# [Study text]
= = = = = = =
Biometeorology is the interdisciplinary field of science that studies the interactions between the biosphere and the Earth's atmosphere on time scales of the order of seasons or shorter (in contrast with bioclimatology).

Examples of relevant processes
Weather events influence biological processes on short time scales. For instance, as the Sun rises above the horizon in the morning, light levels become sufficient for the process of photosynthesis to take place in plant leaves. Later on, during the day, air temperature and humidity may induce the partial or total closure of the stomata, a typical response of many plants to limit the loss of water through transpiration. More generally, the daily evolution of meteorological variables controls the circadian rhythm of plants and animals alike.
= = = = = = =
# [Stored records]
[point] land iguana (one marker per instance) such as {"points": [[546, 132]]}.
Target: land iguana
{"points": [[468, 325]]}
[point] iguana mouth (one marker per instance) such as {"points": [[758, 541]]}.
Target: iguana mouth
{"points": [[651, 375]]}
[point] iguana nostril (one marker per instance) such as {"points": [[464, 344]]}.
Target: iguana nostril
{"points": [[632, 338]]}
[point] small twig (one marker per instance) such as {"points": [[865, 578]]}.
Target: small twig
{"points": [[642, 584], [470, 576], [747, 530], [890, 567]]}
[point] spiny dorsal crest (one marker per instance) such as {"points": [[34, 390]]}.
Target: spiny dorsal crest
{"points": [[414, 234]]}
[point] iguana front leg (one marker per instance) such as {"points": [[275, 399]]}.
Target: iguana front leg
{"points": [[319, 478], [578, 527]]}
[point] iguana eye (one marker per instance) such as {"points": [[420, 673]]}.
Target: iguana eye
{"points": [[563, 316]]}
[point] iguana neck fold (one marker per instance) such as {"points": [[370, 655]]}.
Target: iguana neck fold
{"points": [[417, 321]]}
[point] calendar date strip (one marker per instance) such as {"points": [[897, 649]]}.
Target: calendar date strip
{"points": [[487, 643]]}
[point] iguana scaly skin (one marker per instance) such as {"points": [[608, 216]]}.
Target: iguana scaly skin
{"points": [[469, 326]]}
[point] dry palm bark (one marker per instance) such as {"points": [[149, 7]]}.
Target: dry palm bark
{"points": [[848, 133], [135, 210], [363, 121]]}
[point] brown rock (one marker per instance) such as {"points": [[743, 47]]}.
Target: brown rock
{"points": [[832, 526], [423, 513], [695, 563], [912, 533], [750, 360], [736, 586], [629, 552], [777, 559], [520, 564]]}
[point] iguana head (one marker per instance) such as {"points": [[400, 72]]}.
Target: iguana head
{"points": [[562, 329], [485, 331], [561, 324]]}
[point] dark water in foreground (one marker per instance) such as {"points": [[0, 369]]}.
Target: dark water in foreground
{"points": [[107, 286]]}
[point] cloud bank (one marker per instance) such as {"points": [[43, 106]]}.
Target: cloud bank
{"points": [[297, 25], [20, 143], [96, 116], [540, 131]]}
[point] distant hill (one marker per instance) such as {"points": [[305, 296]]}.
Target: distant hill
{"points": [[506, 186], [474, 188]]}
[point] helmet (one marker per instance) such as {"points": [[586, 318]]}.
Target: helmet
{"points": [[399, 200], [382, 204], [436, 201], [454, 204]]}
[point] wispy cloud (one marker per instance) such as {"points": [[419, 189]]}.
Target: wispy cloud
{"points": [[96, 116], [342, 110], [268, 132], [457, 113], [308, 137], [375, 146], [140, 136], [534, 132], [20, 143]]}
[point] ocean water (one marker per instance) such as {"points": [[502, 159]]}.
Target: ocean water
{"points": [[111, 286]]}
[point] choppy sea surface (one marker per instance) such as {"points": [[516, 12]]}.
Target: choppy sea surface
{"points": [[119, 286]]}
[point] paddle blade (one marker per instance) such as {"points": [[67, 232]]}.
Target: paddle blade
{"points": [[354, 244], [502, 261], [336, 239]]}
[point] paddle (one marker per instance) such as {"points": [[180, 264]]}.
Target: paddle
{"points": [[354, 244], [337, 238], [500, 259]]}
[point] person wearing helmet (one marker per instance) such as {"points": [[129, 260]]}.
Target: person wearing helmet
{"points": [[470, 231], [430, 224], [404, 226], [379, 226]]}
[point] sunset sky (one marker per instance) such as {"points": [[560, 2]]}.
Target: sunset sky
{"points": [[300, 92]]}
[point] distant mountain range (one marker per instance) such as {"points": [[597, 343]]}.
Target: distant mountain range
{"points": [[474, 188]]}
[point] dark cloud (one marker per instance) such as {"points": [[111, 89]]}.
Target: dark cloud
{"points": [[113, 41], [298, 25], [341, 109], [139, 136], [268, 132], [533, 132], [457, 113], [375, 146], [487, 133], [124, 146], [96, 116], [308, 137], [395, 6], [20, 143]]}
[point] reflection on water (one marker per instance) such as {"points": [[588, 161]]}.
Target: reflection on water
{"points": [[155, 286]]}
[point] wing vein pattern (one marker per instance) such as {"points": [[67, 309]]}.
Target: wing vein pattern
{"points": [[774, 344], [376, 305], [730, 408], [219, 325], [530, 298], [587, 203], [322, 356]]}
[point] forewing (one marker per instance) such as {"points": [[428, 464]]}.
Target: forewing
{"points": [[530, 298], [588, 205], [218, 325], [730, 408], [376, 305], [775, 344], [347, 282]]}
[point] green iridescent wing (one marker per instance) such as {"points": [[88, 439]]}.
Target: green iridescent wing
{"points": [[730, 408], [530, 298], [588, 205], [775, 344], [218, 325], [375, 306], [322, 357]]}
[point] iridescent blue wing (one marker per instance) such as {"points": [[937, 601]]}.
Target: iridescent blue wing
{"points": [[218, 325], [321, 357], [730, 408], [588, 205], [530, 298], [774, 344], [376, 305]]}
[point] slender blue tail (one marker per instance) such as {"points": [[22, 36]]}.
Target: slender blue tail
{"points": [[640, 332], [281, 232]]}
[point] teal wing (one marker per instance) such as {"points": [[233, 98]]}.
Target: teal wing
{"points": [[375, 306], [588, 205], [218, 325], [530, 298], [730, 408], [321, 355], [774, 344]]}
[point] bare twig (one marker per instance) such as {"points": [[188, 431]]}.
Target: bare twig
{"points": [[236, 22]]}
= = = = = = =
# [Things to do]
(A) Answer these three questions about the biometeorology text:
(i) Biometeorology is defined in contrast with which field?
(ii) What becomes sufficient for photosynthesis as the Sun rises above the horizon?
(iii) What may air temperature and humidity induce later in the day?
(B) Which biological processes and responses does the biometeorology text name? List them all.
(C) Carry on the biometeorology text from its final sentence.

# [Answers by task]
(A)
(i) Bioclimatology.
(ii) Light levels.
(iii) The partial or total closure of the stomata.

(B)
- Photosynthesis
- Partial or total closure of the stomata
- Transpiration
- The circadian rhythm of plants and animals

(C)
Living organisms, for their part, can collectively affect weather patterns. The rate of evapotranspiration of forests, or of any large vegetated area for that matter, contributes to the release of water vapor in the atmosphere. This local, relatively fast and continuous process may contribute significantly to the persistence of precipitations in a given area. As another example, the wilting of plants results in definite changes in leaf angle distribution and therefore modifies the rates of reflection, transmission and absorption of solar light in these plants. That, in turn, changes the albedo of the ecosystem as well as the relative importance of the sensible and latent heat fluxes from the surface to the atmosphere. For an example in oceanography, consider the release of dimethyl sulfide by biological activity in sea water and its impact on atmospheric aerosols.

Human biometeorology
The methods and measurements traditionally used in biometeorology are not different when applied to study the interactions between human bodies and the atmosphere, but some aspects or applications may have been explored more extensively. For instance, wind chill has been investigated to determine the time period an individual can sustain exposure to given temperature and wind conditions. Another important example concerns the study of airborne allergens (such as pollens and aerosols) and their impact on individuals: weather conditions can favor or hinder the release as well as the transport and deposition of these allergens, sometimes severely affecting the well-being of sensitive populations.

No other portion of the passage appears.